#### RECORD LIST ####

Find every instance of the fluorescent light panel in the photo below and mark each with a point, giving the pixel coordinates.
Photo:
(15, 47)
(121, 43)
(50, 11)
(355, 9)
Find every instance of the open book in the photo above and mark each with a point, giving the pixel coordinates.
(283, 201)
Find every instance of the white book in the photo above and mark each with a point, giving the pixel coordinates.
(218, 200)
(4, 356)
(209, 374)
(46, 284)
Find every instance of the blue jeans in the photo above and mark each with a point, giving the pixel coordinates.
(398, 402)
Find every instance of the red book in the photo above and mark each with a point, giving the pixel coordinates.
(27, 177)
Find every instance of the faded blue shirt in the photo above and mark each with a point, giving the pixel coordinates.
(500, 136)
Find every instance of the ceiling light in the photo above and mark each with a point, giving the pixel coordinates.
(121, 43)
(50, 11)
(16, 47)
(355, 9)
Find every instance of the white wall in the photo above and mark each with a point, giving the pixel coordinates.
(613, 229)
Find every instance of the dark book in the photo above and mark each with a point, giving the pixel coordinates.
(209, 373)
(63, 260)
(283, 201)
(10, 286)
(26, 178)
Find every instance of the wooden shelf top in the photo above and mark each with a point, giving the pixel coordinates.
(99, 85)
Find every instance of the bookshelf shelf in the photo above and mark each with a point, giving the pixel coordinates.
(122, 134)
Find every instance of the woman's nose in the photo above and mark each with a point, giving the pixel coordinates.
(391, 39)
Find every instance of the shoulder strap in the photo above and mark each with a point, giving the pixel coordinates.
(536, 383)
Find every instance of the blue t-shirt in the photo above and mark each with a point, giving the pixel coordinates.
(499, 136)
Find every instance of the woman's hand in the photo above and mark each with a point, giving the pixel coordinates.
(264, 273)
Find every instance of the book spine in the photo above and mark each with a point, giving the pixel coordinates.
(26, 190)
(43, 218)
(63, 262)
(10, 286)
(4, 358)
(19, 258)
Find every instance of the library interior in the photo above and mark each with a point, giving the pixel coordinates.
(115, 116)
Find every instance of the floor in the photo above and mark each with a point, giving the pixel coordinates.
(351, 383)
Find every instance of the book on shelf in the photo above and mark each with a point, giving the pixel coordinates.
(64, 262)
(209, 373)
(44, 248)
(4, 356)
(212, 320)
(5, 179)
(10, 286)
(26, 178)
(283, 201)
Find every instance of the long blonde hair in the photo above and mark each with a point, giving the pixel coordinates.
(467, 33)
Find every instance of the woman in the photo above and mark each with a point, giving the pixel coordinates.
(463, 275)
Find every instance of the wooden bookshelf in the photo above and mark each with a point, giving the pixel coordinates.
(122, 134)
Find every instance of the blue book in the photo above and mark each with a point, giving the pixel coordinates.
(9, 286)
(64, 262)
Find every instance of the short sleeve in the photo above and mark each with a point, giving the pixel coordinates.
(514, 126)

####

*REQUIREMENT:*
Can you write out the material again, substituting "image coordinates" for every "pixel coordinates" and changing nothing else?

*EXERCISE RESULT:*
Find every instance of the fluorescent light panel in the photo below and mark each with a point, giving the image coordinates.
Photo:
(15, 47)
(121, 43)
(50, 11)
(355, 9)
Find every instance of the open book in the photo above and mark each with a point, giving the image coordinates.
(283, 201)
Find every instance of the white book in the photo above and mark each with a point, giving the image coordinates.
(218, 200)
(4, 356)
(209, 374)
(46, 284)
Find every instance of the blue jeans in the photo above and mark each with a point, giving the image coordinates.
(398, 402)
Find every instance of the red book in the photo above and mark each with a point, giving the image coordinates.
(27, 177)
Find every instance of the faded blue shirt in the photo above and mark each with a point, giving the image coordinates.
(500, 136)
Find every instance of the ceiling light in the photo above and mark each with a point, giving the image coordinates.
(121, 43)
(50, 11)
(16, 47)
(355, 9)
Find every instance of the white wall in the photo above and mark each with a point, giving the image coordinates.
(613, 229)
Find every instance of the dark book in the photo above and mark each with a point, giving the image coordinates.
(209, 373)
(63, 260)
(283, 201)
(10, 286)
(26, 178)
Find every instance of the wooden shelf top in the photo above and mark each with a point, giving the image coordinates.
(99, 85)
Find every instance of the bookshelf shelf in the photo above and mark each with a point, giving the image coordinates.
(122, 134)
Find every instance of the woman's nose in the photo above and mark each with a point, giving the image coordinates.
(391, 39)
Find every instance of the shoulder strap in the photo above and mark each with a point, giving the image coordinates.
(536, 383)
Find every instance of the blue t-shirt in the photo above and mark each with a point, giving the image coordinates.
(499, 136)
Find every instance of the woman's hand in the photo above and mark each with a point, giving the image coordinates.
(264, 273)
Find every instance of the book spine in the photo above and mark each with a point, giving the image coordinates.
(26, 190)
(43, 218)
(63, 262)
(10, 286)
(4, 358)
(19, 258)
Find every instance of the library interior in the photo above and mark each with a point, giving the image coordinates.
(115, 116)
Find every instance of the floor in the photo above and mark each with a point, giving the image coordinates.
(351, 383)
Find every instance of the book on shelf in the photo above and mark each with a point, giving the image coordinates.
(64, 262)
(209, 373)
(44, 248)
(4, 356)
(212, 320)
(5, 179)
(10, 286)
(26, 178)
(283, 201)
Find every instance of the long blonde hair in the photo above and mark each with a point, giving the image coordinates.
(467, 33)
Find every instance of the woman in the photo above and mark each with a point, giving the image coordinates.
(463, 275)
Find every instance of the wooden bookshelf in the photo above and mark each with a point, giving the image coordinates.
(122, 134)
Find every instance of the blue book in the photo above and mark each with a point, giving the image coordinates.
(9, 286)
(64, 262)
Find every instance of the short sleeve in the photo above and mark each with a point, giving the image coordinates.
(514, 126)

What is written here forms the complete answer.